**Page text:**
The Story So Far….
You can read part 1 here.
A few weeks ago I started on finding out which were the most popular items that a GP practice would prescribe. Once again I turned to Sparkling and Clojure to do the grunt work for me.
The Practice List
What I didn’t have at the time was the practice list. You can download that from the HSC Business Services Organisation.
I’m going to create another PairRDD with the practice number as the key and then the information as it’s value.
(def practice-fields [:pracno :partnershipno :practicename :address1 :address2 :address3 :postcode :telno :lcg]) (defn load-practices [sc filepath] (->> (spark/text-file sc filepath) (spark/map #(->> (csv/read-csv %) first)) (spark/filter #(not= (first %) "PracNo")) (spark/map #(zipmap practice-fields %)) (spark/map-to-pair (fn [rec] (let [practice-id (:pracno rec)] (spark/tuple practice-id rec))))))
It’s very similar to the original function I used to load the prescription CSV.
Joining The RDD’s
With two pair RDD’s I can safely perform the join.
(defn join-practice-prescriptions [practices prescriptions] (spark/join practices prescriptions))
This will give me a Pair RDD with a [key, [value1, value2]] form. I’ll need to tweak the function that works out the frequencies so it takes into account this new data structure.
(defn def-practice-prescription-freq [prescriptiondata] (->> prescriptiondata (spark/map-to-pair (s-de/key-val-val-fn (fn [k v pr] (let [freqmap (map (fn [rec] (:vmp_nm rec)) pr)] (spark/tuple (str (:practicename v) " " (:postcode v)) (apply list (take 10 (reverse (sort-by val (frequencies freqmap))))))))))))
The last thing to do it wrap up the process-data function to load in the practice list.

**Entries provided:**
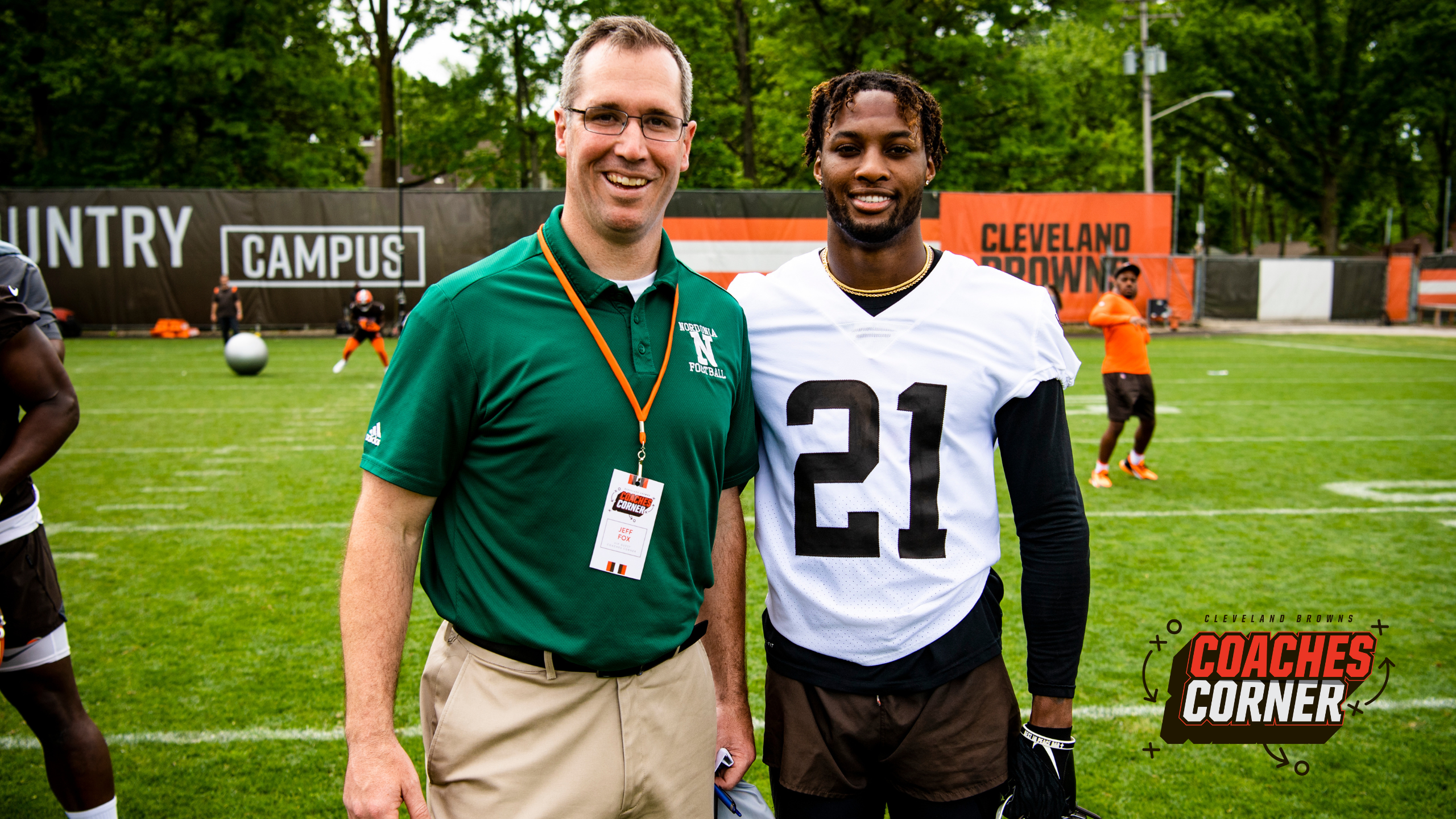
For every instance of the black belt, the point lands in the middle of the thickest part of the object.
(537, 656)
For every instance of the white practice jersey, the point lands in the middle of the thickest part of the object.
(875, 494)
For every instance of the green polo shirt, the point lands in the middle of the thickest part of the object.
(500, 404)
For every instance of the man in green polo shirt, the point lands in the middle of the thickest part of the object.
(564, 431)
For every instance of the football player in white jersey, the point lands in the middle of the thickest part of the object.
(886, 372)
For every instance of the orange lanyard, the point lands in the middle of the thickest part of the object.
(606, 351)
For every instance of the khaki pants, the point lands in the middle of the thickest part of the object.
(503, 741)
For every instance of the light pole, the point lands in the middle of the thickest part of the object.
(1155, 61)
(1192, 100)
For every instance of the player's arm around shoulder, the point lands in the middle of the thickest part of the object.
(35, 377)
(375, 599)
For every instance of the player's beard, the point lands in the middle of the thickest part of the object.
(905, 213)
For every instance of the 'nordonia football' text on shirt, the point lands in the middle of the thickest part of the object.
(877, 514)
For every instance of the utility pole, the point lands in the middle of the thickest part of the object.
(1446, 222)
(1155, 61)
(1177, 197)
(1148, 101)
(399, 183)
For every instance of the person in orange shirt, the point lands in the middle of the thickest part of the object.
(369, 317)
(1126, 377)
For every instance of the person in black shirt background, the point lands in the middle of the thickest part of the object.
(228, 308)
(369, 317)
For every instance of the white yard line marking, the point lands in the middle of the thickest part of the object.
(1117, 712)
(194, 410)
(209, 738)
(1356, 350)
(1280, 439)
(337, 735)
(204, 449)
(1235, 381)
(1374, 490)
(71, 528)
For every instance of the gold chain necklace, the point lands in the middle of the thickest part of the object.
(929, 257)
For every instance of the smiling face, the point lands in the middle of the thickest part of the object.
(1126, 284)
(872, 169)
(621, 184)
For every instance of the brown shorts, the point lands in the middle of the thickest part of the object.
(30, 592)
(938, 745)
(1127, 395)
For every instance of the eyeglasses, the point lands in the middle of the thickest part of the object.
(609, 121)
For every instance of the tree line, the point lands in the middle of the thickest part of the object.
(1343, 120)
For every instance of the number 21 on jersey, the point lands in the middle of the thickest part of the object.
(861, 538)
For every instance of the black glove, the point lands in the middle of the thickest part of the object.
(1046, 779)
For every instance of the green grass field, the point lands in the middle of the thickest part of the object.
(198, 522)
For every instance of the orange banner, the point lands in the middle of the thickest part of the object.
(1068, 241)
(1398, 288)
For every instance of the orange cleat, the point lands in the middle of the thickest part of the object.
(1139, 471)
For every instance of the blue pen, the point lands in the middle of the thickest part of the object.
(727, 800)
(724, 763)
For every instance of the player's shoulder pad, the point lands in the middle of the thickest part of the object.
(759, 291)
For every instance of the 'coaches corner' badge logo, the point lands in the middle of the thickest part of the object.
(704, 346)
(631, 503)
(1252, 688)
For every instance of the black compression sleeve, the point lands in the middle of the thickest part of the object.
(1053, 528)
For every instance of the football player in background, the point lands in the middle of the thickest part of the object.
(35, 672)
(228, 308)
(886, 374)
(367, 315)
(1127, 378)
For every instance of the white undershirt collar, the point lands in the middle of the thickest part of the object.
(635, 286)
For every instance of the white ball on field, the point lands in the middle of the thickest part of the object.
(246, 354)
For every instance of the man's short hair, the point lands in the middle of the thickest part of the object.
(628, 34)
(916, 107)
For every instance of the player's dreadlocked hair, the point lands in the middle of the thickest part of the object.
(916, 107)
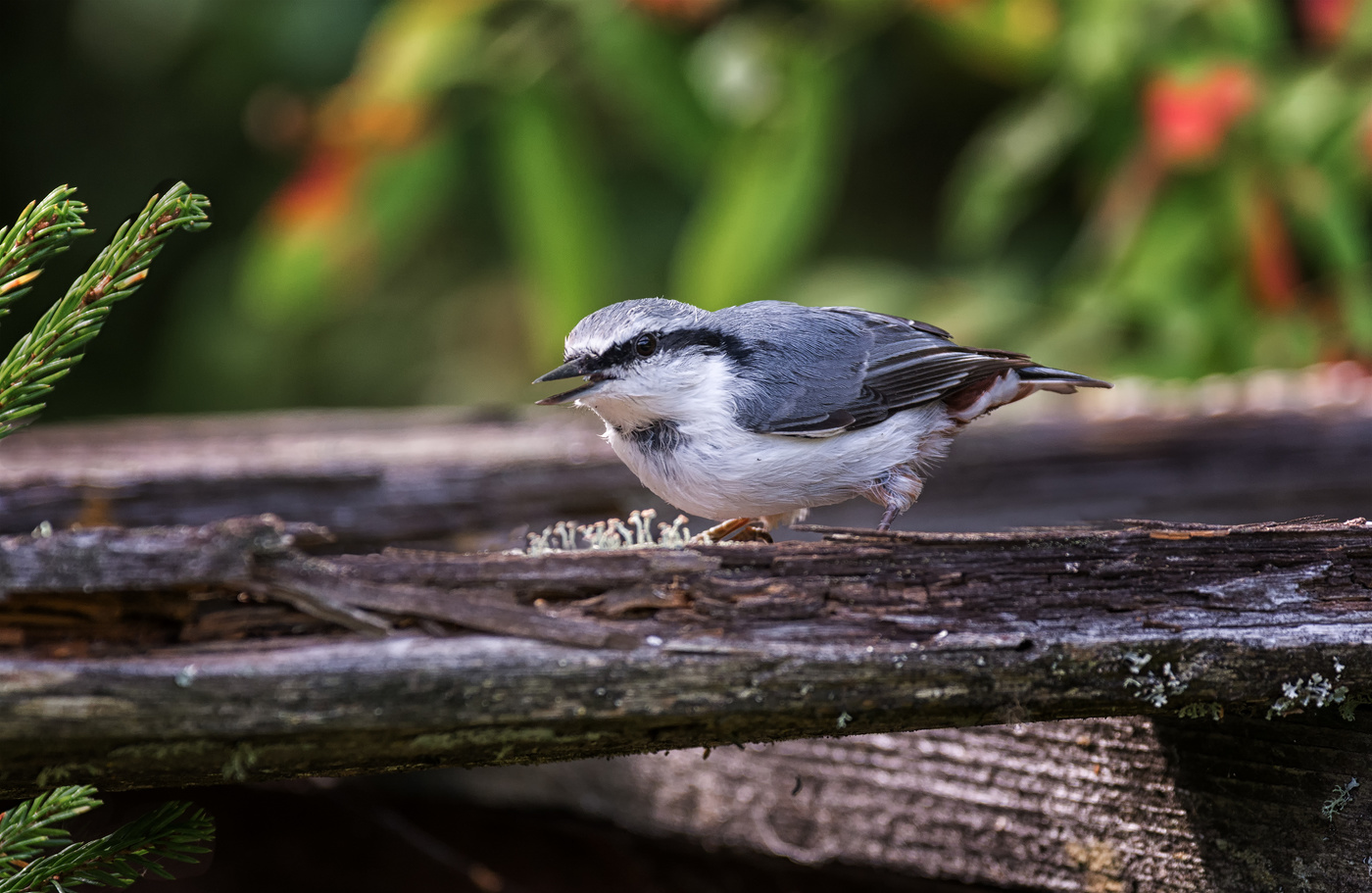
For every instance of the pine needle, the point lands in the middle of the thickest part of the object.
(57, 343)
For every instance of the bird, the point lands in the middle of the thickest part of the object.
(757, 413)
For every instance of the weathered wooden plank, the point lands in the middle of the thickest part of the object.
(370, 476)
(107, 559)
(1146, 806)
(386, 476)
(786, 641)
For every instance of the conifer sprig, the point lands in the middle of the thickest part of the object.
(44, 227)
(57, 342)
(119, 859)
(30, 827)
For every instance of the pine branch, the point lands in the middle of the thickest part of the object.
(57, 342)
(44, 227)
(27, 828)
(121, 858)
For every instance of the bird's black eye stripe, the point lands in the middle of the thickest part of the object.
(710, 339)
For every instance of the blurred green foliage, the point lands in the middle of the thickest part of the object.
(421, 196)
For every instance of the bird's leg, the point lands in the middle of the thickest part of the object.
(722, 531)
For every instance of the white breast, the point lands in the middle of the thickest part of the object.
(723, 471)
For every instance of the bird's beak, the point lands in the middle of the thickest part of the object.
(568, 370)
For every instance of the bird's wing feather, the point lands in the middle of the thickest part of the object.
(841, 368)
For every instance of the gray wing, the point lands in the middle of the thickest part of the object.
(823, 371)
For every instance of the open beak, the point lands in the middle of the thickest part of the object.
(569, 370)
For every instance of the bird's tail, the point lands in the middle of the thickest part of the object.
(1058, 380)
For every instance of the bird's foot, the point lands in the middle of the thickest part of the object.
(741, 529)
(752, 534)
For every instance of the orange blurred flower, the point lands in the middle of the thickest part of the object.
(321, 189)
(1189, 119)
(1365, 136)
(679, 10)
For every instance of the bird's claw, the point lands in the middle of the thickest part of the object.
(740, 529)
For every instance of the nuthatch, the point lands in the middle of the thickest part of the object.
(768, 409)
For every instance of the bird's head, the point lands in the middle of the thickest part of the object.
(642, 360)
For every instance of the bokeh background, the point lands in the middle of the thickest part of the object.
(415, 199)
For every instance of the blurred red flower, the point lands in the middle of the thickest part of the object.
(1189, 117)
(679, 10)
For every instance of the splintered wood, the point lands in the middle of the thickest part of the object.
(408, 659)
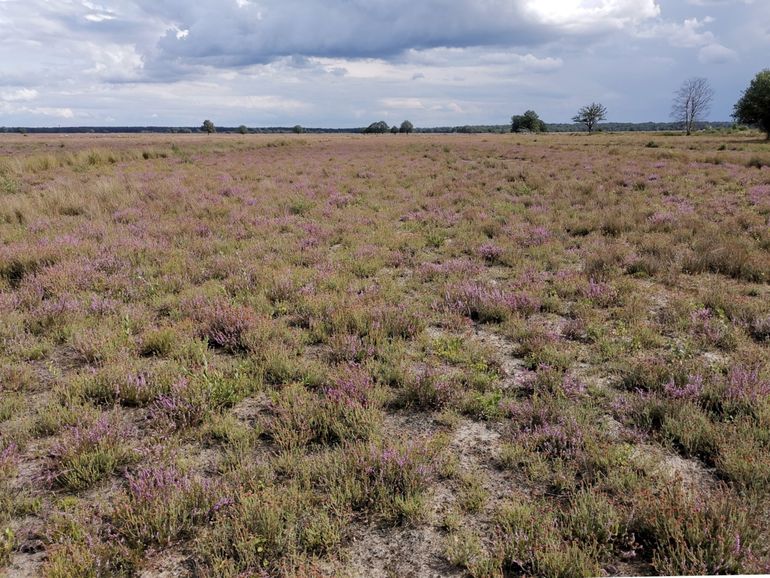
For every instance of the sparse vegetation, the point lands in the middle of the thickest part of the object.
(302, 356)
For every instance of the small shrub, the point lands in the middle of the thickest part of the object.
(88, 454)
(163, 505)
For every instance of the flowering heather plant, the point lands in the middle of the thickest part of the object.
(313, 342)
(351, 388)
(86, 454)
(162, 505)
(9, 458)
(487, 304)
(186, 405)
(691, 389)
(225, 326)
(350, 348)
(428, 390)
(391, 475)
(490, 252)
(745, 385)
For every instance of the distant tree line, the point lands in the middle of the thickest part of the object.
(460, 129)
(692, 102)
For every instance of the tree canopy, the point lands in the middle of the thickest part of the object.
(591, 115)
(754, 106)
(528, 121)
(692, 102)
(379, 127)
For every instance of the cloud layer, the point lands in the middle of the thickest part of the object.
(345, 62)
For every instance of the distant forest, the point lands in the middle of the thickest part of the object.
(466, 129)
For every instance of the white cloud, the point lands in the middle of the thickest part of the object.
(580, 14)
(688, 34)
(716, 54)
(21, 94)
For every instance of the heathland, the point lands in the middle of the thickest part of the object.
(226, 355)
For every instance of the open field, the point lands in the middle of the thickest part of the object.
(384, 356)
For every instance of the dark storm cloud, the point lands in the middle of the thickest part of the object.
(242, 33)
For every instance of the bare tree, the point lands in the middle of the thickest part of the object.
(692, 102)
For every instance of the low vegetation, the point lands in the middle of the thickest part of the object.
(244, 355)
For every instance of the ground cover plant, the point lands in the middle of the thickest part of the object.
(500, 355)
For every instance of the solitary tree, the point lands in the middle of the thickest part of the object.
(527, 121)
(692, 102)
(754, 106)
(590, 115)
(379, 127)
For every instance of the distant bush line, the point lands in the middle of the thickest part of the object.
(466, 129)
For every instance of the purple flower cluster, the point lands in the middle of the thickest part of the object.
(745, 385)
(490, 252)
(479, 301)
(351, 389)
(181, 407)
(691, 390)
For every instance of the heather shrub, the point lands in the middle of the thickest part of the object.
(392, 477)
(158, 343)
(487, 304)
(531, 543)
(86, 454)
(269, 530)
(342, 414)
(162, 505)
(426, 390)
(692, 534)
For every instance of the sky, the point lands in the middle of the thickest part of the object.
(347, 63)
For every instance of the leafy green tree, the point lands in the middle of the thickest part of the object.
(692, 102)
(754, 106)
(591, 115)
(527, 121)
(379, 127)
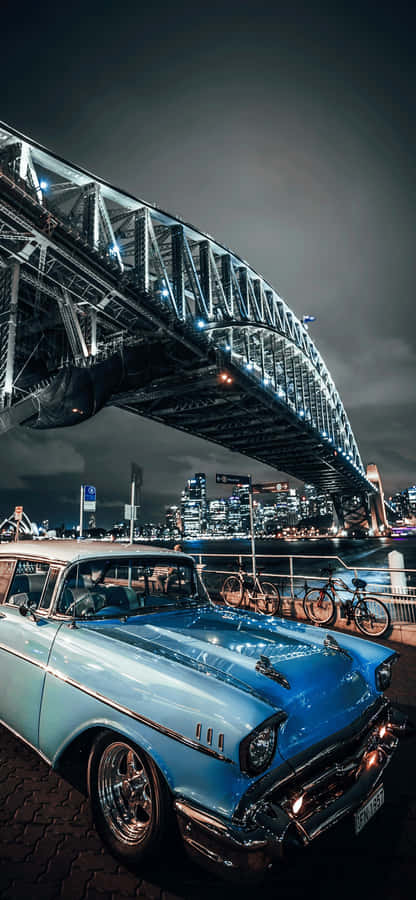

**Work required:** Could you quote the entire post above on joining GP practice and prescription data in Spark, word for word?

**Finished answer:**
The Story So Far….
You can read part 1 here.
A few weeks ago I started on finding out which were the most popular items that a GP practice would prescribe. Once again I turned to Sparkling and Clojure to do the grunt work for me.
The Practice List
What I didn’t have at the time was the practice list. You can download that from the HSC Business Services Organisation.
I’m going to create another PairRDD with the practice number as the key and then the information as it’s value.
(def practice-fields [:pracno :partnershipno :practicename :address1 :address2 :address3 :postcode :telno :lcg]) (defn load-practices [sc filepath] (->> (spark/text-file sc filepath) (spark/map #(->> (csv/read-csv %) first)) (spark/filter #(not= (first %) "PracNo")) (spark/map #(zipmap practice-fields %)) (spark/map-to-pair (fn [rec] (let [practice-id (:pracno rec)] (spark/tuple practice-id rec))))))
It’s very similar to the original function I used to load the prescription CSV.
Joining The RDD’s
With two pair RDD’s I can safely perform the join.
(defn join-practice-prescriptions [practices prescriptions] (spark/join practices prescriptions))
This will give me a Pair RDD with a [key, [value1, value2]] form. I’ll need to tweak the function that works out the frequencies so it takes into account this new data structure.
(defn def-practice-prescription-freq [prescriptiondata] (->> prescriptiondata (spark/map-to-pair (s-de/key-val-val-fn (fn [k v pr] (let [freqmap (map (fn [rec] (:vmp_nm rec)) pr)] (spark/tuple (str (:practicename v) " " (:postcode v)) (apply list (take 10 (reverse (sort-by val (frequencies freqmap))))))))))))
The last thing to do it wrap up the process-data function to load in the practice list.